STUDY TEXT:
So, that’s what we’re really trying to do with SST Wireless ultimately. Sensors is simply a tool to get the data, but really it’s what we can do with the data to inform decisions that they make, in terms of their operation and maintenance, that’s ultimately what we provide our customers.

That makes a lot of sense. Can you say a little bit about the modalities of sensing you guys support, and maybe a couple of use cases, because the audience may not be fully familiar with you guys?

Sure. The most fundamental sensing we look at is high temperature, vibration, and pressure. So, with those three I can probably work on about 80 – 85 percent of most machine conditions. So, one area that we have is something called wood pellet nails, so in British Columbia we have a lot of natural resources, forestry, they take the sawdust and other products of fiber from wood, and they put that into this little wooden pellet, they’ve been using this for a long time for home stoves, but what’s been happening is in Asia they’ve been using these wood pellets in replacement of coal. So, they’re making a lot of this stuff and the machines get very hot, you’re throwing sawdust into a chamber which then uses a roller and a dye to crush them into these little wooden pellets. Well think of it, you’ve got sawdust, air, and hot metal surfaces. If you don’t monitor it, things can go sideways really bad. Explosions, fires, and things of that nature.

So, one of the largest producers of wood pellets now use our sensors in every one of the machines. It actually goes inside the machine while its operating, and gives real-time data about the temperatures of those rollers, and when it gets to a critical temperature they can either slow down, or shut down their equipment, increasing safety, reducing downtime, and making sure that there is no catastrophic events like fires and explosions.  So, that’s one of the aspects that we do.

RECORDED INFORMATION:

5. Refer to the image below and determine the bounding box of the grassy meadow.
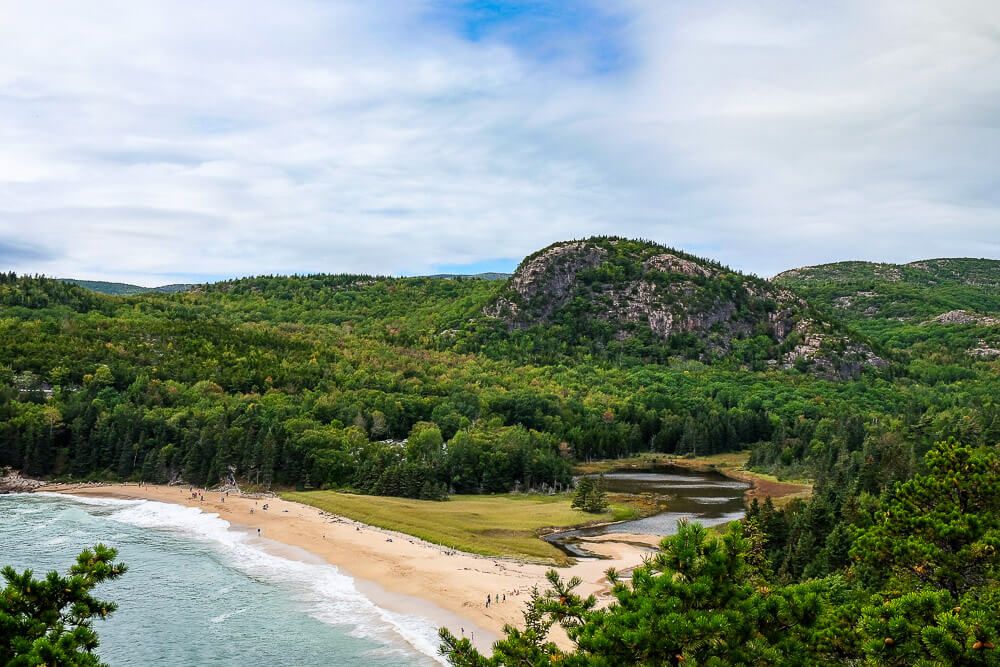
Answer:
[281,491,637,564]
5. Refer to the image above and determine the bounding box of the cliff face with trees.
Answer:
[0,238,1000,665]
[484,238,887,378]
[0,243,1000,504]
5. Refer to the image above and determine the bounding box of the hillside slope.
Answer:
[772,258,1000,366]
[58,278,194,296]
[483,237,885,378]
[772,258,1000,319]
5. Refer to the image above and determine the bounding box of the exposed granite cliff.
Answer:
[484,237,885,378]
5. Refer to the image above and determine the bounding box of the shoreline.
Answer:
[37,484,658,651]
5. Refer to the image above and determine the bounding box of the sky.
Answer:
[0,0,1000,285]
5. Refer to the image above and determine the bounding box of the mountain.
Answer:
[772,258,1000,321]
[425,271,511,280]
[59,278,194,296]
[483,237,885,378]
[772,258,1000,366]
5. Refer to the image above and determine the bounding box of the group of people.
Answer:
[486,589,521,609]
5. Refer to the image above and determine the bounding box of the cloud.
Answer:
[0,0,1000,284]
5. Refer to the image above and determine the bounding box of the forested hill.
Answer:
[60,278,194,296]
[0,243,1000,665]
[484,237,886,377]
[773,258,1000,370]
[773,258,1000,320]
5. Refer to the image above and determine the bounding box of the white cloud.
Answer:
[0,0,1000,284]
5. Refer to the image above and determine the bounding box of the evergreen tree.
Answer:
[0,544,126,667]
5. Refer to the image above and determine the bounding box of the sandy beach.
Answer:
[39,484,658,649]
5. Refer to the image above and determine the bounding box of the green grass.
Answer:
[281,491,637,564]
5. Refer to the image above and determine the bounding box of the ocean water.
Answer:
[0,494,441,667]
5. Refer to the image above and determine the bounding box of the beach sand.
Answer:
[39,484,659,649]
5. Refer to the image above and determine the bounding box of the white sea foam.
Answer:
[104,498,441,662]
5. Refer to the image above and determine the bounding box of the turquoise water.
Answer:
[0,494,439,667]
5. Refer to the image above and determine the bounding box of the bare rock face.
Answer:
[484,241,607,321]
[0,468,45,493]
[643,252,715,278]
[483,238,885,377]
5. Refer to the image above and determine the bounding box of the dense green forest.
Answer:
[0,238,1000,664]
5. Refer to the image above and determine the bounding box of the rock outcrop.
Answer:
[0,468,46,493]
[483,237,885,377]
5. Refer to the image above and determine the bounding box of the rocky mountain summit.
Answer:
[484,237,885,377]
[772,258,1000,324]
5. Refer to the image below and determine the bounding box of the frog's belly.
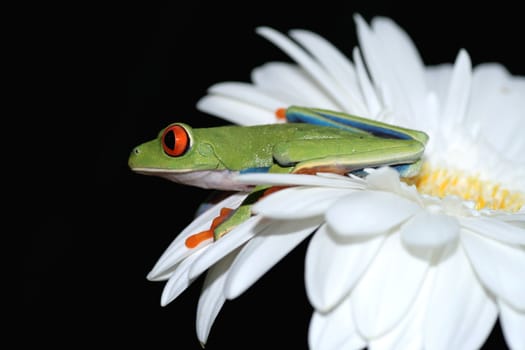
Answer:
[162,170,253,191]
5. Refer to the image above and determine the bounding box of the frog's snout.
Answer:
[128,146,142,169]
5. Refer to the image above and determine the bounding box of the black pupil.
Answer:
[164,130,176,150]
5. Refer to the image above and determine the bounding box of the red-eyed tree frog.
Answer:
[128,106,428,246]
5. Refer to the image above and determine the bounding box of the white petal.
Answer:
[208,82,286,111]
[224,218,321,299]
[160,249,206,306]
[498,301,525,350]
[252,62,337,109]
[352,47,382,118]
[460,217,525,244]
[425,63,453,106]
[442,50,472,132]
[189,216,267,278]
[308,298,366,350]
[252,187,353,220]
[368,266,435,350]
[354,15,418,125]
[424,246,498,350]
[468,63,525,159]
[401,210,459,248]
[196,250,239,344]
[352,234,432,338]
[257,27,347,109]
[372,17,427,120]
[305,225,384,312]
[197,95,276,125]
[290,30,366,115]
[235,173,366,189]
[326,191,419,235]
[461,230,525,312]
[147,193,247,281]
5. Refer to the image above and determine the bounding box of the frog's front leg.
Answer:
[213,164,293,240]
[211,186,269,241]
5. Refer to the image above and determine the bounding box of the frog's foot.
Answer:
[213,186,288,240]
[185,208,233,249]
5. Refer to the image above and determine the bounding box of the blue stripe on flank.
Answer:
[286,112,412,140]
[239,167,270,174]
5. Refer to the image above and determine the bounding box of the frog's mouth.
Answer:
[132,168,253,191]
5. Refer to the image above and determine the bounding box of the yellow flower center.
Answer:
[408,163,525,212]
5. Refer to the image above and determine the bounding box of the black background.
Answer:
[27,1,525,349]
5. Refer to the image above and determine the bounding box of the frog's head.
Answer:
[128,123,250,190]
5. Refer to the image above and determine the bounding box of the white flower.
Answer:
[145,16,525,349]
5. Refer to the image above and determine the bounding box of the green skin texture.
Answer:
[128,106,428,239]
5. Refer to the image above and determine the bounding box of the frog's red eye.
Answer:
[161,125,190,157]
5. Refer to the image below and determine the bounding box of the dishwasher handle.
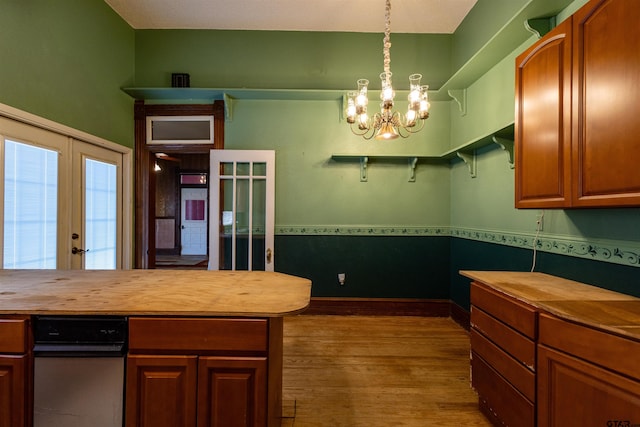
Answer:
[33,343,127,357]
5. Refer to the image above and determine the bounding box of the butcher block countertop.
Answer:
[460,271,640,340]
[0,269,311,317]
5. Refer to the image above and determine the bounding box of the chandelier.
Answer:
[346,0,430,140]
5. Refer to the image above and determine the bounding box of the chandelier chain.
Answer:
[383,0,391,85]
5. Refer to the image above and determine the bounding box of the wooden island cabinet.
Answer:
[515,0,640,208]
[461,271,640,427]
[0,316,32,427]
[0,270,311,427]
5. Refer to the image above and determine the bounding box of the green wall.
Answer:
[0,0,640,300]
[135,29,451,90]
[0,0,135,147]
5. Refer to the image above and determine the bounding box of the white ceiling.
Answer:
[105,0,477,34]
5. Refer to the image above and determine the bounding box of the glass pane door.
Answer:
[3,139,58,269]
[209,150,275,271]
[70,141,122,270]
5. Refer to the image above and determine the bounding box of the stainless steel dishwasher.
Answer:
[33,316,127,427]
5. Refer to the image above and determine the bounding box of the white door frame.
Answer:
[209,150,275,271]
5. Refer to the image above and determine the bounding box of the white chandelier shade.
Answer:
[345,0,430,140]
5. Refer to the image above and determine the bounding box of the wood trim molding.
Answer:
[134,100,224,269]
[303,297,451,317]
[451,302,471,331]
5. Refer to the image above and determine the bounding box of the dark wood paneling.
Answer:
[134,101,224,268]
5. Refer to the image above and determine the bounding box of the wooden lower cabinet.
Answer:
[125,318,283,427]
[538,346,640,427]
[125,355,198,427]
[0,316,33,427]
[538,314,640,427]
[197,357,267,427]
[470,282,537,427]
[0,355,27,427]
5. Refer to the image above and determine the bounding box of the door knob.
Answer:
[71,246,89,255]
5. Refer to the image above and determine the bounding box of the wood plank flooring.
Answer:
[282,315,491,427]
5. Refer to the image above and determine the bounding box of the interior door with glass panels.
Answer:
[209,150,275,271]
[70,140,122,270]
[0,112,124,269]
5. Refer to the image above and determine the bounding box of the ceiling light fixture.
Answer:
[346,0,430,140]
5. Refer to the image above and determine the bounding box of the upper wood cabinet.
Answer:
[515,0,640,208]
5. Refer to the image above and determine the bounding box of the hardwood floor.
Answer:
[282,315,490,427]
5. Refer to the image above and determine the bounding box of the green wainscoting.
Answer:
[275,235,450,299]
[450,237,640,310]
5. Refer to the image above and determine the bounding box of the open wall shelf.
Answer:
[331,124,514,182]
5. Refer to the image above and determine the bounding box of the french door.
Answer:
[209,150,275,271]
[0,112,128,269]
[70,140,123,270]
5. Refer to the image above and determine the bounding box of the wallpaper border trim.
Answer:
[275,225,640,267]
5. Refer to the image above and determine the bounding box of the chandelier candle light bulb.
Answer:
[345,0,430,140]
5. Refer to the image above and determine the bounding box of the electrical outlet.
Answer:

* * *

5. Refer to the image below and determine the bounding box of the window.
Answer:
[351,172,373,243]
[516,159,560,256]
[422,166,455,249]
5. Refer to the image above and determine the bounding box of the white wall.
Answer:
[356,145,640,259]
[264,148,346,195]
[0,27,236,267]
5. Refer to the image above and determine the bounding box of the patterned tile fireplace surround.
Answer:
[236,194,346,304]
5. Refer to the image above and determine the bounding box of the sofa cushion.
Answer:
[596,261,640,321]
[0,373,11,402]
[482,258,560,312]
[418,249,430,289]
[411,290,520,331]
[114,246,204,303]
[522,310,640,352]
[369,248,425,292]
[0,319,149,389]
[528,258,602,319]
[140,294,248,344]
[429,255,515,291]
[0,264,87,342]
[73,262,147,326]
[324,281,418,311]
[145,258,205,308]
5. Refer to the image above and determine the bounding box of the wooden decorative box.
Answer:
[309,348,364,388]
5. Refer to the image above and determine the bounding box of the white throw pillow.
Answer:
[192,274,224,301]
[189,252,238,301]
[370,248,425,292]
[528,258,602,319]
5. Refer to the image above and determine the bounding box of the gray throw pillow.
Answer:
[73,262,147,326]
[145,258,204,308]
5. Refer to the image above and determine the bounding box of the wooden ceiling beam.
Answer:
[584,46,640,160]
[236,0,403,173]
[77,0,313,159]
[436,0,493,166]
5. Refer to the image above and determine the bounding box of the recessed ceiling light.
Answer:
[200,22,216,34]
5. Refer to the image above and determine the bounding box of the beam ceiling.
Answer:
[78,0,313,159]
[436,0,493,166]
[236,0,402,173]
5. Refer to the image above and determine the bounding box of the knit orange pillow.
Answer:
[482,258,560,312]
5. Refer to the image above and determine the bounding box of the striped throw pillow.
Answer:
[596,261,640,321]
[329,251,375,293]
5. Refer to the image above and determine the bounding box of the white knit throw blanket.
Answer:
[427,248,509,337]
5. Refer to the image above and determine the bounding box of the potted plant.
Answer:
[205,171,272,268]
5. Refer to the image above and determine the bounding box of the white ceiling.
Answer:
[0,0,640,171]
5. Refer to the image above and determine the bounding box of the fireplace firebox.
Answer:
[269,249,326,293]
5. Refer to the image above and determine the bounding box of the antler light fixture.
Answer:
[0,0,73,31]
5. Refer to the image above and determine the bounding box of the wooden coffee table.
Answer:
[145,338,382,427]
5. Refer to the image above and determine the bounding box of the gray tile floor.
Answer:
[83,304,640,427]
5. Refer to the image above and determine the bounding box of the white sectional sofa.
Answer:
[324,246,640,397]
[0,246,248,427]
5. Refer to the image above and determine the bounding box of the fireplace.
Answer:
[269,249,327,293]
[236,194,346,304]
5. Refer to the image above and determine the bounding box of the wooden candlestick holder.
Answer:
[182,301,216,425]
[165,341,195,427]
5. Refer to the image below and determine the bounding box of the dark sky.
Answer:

...

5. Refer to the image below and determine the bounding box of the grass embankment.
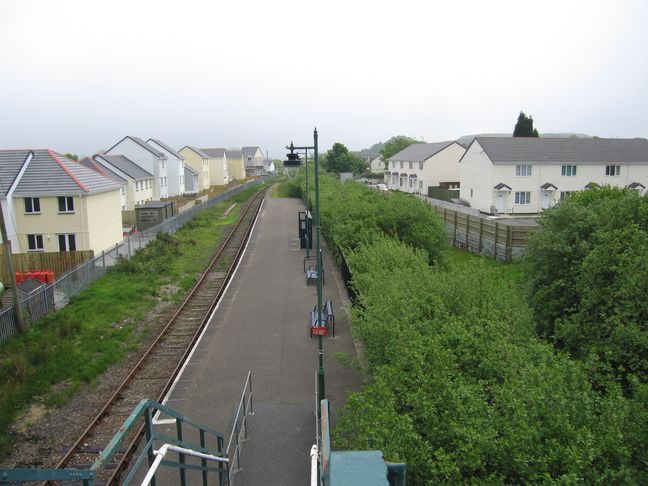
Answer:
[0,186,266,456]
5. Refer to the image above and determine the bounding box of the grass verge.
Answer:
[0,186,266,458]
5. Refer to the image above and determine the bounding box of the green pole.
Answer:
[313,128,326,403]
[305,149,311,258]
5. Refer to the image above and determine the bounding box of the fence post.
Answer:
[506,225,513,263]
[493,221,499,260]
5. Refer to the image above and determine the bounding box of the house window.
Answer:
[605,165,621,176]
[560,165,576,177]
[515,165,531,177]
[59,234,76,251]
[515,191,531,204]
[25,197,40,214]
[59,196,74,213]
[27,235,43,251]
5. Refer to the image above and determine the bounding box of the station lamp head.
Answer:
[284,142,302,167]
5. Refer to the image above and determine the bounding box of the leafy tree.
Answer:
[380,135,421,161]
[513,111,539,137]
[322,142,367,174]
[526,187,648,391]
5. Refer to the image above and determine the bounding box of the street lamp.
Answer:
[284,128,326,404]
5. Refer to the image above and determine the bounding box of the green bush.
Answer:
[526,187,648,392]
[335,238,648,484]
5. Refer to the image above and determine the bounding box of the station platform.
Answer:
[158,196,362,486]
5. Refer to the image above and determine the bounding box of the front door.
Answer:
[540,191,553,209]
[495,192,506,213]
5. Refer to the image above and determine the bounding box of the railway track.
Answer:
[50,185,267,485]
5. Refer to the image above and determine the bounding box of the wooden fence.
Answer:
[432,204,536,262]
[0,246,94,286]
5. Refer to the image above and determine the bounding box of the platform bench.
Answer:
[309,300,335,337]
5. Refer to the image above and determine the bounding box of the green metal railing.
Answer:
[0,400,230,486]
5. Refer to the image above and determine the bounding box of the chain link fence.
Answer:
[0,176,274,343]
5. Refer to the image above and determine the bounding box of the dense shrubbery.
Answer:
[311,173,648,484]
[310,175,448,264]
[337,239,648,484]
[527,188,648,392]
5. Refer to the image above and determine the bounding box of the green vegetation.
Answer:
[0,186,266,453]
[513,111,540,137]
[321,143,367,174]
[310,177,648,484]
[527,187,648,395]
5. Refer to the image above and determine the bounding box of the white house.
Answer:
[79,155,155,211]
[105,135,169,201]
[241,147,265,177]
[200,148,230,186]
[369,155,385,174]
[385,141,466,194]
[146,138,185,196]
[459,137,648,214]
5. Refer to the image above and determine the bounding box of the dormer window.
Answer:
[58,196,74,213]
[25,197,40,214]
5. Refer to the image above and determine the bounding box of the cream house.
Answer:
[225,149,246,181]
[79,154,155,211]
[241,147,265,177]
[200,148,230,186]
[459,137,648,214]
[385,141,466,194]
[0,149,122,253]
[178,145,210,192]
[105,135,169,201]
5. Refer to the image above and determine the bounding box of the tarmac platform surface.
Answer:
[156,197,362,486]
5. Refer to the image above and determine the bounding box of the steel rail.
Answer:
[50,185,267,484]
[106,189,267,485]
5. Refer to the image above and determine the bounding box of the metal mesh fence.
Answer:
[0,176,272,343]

ASSIGNMENT 1: Print the passage of the SST Wireless interview between "That makes a" and "with you guys?", inclusive.
ASSIGNMENT 2: Carry on the SST Wireless interview from where it stops.

RESPONSE BOX 1:
That makes a lot of sense. Can you say a little bit about the modalities of sensing you guys support, and maybe a couple of use cases, because the audience may not be fully familiar with you guys?

RESPONSE BOX 2:
We do everything from monitoring water pumps in municipal water treatment facilities, so that citizens can get pressure out of their taps. That’s something we’re focusing on, especially in areas where its unmanned, and I think down the road with COVID and everything else, having this visibility into machines remotely will become more and more important.

Yes, very clear. So, one of our Momenta Ventures key investment theses is industrial innovation powered by low-power, wide area, LPWAN networks, especially those based on Semtech LoRa standards. What are some of the interesting industrial use cases you’re seeing for LoRa?

Oh, there’s so many things. There’s the actual sensor themselves, we’ve been using standard ISM RF radios on them, they have a range but they’re somewhat limited, and so with information LoRa with Semtech and using the stack, we should be able to reach quite a bit. So, when you have large industrial complexes, getting all those sensors and gateways talking to each other is always going to be a challenge, and so LoRa has a much longer distance that we can actually get that data going, which will help us a lot. So, right now we want to push that 300ft to 500ft range that we’ve been doing, much further with LoRa. A nice thing is that the LoRa works in the same frequencies that we already work with, which is about 950MHz in North America, and 858MHz in Europe. For us to change over its been a relatively easy process, so we’re hoping very soon that we can get the first prototypes out there.

On top of LoRa when you look at LP1, a lot of our customers such as in mining, forestry, and other areas, are not near any public exchanges, or public networks, so they have to create their own network within the network. I think the combination of two has a lot of potential. The low power part is where we get excited, because our wireless sensory and gateways require that. We are relatively working on very low power sources such as batteries, and a little bandwidth application which both are very ideal for what we’re doing. So, keep in mind say an open pit mine, extracting copper and all that kind of stuff, it’s about 2kms wide, getting signals from the trucks and all the equipment in there is a challenge. So LP1 and lower combination can help solve some of those challenges and reduce the cost for the actual customers.

Appreciate that. Going back to a topic that we were talking about a few minutes ago, in terms of the time, the World Economic Forum has used the term, “The Great Reset”, when referring to the long-term impact of COVID-19 pandemic; what do you see is the impact of this reset on your industrial sensing space, especially over the last several months?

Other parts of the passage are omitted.